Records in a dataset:
>>>

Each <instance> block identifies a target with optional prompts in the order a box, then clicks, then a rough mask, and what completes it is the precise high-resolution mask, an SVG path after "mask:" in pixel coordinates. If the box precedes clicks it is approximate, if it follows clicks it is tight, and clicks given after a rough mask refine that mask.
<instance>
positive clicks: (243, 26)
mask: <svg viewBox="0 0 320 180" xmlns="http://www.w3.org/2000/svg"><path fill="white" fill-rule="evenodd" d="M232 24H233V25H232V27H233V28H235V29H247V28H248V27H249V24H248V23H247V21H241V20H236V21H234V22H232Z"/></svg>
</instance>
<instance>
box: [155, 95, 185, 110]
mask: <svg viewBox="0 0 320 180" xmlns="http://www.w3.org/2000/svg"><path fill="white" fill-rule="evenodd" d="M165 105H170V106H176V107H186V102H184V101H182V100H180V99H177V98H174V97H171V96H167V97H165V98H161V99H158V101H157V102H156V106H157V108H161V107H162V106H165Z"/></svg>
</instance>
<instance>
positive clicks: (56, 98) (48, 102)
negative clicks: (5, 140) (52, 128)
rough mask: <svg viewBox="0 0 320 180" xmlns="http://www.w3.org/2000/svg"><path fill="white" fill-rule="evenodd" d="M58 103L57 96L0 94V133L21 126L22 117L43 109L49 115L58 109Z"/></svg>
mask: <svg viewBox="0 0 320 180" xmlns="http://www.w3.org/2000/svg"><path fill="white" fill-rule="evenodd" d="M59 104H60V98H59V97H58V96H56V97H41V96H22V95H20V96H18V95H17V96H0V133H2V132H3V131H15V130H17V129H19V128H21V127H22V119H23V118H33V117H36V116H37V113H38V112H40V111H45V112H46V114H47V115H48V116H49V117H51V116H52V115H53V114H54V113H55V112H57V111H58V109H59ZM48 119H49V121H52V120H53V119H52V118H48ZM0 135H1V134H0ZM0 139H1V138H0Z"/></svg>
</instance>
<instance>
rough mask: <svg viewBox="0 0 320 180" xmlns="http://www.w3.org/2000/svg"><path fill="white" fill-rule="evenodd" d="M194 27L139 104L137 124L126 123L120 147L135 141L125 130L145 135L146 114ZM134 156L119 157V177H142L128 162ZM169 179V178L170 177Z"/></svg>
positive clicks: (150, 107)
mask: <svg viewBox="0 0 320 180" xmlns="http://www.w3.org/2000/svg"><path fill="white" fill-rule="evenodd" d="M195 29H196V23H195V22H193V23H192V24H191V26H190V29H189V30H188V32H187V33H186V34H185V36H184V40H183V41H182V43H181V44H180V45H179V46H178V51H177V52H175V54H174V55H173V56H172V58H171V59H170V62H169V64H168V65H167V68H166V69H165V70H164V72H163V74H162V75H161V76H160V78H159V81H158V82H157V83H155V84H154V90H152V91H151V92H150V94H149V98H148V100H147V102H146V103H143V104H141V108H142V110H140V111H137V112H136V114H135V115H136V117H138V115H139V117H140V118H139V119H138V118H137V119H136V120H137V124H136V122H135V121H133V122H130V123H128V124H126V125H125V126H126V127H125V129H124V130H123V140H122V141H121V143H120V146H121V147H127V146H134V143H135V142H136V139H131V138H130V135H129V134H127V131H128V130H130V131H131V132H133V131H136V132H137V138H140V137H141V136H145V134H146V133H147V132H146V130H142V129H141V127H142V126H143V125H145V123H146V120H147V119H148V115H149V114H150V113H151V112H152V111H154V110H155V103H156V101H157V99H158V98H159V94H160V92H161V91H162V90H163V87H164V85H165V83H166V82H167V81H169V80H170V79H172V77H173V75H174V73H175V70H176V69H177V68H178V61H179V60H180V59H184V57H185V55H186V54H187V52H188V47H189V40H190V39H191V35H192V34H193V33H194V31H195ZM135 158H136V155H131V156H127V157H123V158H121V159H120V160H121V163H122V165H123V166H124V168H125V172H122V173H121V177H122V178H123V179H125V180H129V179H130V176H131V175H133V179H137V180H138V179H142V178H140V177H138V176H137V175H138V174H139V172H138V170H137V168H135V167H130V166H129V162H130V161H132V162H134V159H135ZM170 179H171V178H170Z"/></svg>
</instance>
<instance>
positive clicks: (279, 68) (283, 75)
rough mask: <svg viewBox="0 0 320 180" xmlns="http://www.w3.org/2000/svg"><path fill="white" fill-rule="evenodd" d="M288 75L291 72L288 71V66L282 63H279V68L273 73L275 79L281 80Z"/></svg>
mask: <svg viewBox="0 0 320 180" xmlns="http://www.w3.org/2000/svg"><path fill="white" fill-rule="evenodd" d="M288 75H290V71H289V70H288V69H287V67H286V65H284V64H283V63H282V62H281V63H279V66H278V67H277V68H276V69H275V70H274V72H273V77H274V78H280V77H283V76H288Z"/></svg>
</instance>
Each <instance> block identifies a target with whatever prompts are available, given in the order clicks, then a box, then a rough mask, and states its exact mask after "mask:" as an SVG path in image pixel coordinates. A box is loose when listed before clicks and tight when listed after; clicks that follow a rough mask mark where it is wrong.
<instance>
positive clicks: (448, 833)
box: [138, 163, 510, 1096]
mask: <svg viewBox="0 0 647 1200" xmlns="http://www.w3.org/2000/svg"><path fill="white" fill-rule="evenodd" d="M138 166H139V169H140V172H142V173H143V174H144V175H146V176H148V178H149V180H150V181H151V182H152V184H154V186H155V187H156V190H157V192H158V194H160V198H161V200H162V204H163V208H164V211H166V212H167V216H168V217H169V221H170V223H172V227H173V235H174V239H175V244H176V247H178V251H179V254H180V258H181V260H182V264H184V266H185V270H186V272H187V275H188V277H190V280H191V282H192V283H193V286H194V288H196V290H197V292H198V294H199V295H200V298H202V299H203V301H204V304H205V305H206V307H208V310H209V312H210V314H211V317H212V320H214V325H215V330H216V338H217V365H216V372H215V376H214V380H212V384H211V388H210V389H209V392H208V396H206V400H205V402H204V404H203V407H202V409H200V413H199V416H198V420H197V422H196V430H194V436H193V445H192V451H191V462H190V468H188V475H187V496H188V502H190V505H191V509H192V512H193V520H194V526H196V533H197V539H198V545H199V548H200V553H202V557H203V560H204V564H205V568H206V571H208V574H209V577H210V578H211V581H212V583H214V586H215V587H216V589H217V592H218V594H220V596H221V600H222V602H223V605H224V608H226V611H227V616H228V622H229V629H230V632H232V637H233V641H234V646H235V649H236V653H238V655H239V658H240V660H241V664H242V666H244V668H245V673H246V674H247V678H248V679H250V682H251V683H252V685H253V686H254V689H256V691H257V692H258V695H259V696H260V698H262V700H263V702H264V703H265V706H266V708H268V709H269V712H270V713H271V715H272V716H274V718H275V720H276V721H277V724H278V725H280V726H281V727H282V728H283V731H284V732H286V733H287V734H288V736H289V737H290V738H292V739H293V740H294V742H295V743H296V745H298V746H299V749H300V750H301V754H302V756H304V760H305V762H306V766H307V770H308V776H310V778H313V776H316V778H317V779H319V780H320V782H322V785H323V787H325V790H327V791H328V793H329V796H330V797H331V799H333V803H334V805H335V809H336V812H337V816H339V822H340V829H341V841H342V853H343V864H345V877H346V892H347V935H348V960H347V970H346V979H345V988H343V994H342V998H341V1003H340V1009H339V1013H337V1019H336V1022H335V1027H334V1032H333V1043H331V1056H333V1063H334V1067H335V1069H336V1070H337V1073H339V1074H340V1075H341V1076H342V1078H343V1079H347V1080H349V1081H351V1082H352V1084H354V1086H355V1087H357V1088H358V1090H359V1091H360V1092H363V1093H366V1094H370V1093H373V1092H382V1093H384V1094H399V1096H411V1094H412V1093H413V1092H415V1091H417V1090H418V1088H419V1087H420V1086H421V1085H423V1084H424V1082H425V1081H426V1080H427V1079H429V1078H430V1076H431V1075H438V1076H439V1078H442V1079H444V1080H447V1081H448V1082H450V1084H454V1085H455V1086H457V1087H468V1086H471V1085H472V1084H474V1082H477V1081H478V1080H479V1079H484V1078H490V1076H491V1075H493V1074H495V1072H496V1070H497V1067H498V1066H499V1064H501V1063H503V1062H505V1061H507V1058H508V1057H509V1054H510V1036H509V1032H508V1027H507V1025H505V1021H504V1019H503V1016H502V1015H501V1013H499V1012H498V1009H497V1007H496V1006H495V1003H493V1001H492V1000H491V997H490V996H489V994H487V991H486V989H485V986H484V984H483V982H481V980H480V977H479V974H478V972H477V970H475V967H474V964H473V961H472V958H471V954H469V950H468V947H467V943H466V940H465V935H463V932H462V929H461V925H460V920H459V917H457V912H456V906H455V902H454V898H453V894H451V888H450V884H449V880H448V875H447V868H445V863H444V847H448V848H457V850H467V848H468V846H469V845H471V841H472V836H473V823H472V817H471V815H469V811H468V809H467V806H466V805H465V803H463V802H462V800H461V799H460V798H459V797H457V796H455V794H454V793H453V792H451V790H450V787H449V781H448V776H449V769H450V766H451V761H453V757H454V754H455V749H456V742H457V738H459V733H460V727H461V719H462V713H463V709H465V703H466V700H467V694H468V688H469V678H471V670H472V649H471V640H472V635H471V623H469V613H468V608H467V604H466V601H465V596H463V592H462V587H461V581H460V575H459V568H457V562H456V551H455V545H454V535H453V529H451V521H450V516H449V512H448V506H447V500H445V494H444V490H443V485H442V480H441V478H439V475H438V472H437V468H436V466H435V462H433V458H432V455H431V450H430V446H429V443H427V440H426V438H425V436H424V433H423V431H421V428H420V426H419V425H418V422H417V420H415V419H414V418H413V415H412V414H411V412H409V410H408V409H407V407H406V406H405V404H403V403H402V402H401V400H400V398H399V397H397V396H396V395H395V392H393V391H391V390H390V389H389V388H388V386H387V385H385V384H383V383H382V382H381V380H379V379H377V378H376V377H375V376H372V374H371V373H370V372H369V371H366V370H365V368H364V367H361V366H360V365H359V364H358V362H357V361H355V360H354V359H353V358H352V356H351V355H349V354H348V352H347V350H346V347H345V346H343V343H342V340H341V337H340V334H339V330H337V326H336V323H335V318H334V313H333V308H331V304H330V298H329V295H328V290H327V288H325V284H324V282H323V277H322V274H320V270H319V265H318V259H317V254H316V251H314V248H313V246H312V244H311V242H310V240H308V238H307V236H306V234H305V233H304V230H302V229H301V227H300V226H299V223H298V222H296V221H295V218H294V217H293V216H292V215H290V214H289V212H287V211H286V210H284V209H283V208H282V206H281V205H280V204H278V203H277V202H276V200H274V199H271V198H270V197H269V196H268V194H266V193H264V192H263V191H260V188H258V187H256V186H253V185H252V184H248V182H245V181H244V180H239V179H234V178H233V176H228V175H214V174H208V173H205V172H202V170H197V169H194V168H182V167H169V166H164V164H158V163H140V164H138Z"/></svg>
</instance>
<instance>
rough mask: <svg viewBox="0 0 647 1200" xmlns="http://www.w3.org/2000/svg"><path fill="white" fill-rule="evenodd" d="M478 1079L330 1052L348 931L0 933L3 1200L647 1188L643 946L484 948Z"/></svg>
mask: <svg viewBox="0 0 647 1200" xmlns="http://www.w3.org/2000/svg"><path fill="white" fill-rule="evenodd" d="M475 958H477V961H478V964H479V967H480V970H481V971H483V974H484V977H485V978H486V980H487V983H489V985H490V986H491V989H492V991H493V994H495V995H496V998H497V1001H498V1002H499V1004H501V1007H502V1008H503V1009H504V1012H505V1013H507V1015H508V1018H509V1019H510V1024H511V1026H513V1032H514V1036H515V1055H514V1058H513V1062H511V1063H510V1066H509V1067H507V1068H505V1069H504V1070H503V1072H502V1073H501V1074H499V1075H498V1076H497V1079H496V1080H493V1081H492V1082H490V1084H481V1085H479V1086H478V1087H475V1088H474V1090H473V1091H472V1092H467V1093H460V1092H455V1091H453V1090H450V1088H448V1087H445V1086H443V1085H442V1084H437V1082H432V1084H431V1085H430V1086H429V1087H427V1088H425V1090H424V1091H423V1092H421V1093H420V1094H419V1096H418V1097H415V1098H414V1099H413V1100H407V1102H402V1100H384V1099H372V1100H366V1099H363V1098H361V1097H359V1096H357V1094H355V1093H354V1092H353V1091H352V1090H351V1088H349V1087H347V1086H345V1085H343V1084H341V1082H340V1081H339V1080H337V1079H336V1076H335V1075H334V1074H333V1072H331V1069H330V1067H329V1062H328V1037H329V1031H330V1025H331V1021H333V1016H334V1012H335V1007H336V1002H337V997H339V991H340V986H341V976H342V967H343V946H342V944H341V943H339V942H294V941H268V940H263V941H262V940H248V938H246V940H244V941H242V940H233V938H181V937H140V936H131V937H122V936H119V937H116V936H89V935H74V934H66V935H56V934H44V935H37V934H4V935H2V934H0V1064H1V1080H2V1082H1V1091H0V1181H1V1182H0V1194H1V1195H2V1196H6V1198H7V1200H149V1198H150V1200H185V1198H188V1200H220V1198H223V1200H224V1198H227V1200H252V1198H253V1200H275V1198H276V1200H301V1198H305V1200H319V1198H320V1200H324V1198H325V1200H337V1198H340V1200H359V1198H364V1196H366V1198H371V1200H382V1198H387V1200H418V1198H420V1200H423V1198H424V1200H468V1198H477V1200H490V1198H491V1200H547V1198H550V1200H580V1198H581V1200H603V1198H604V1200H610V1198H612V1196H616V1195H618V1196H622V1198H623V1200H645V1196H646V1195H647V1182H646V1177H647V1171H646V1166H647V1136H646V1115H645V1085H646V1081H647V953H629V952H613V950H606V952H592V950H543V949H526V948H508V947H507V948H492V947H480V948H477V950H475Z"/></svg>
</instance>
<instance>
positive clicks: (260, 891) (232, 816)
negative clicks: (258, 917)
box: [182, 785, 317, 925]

<<<

Exercise brief: Collect every line of the items above that contains the string "with". Treat uppercase and lowercase as different.

Answer to the problem:
Each <instance> block identifies a target with optional prompts in the order a box, then clicks, then a rough mask, and what completes it is the precise high-resolution mask, an SVG path after "mask:" in pixel coordinates. If the box precedes clicks it is approximate, if it follows clicks it is tight, and clicks given after a rough mask refine that mask.
Each <instance> block identifies a target with whatever prompts are available, given in the order clicks, then a box, then a rough mask, and states its exact mask after "mask:" as an SVG path in image pixel coordinates. A box is loose when listed before clicks and tight when listed after; clicks that follow a rough mask mark where it is wrong.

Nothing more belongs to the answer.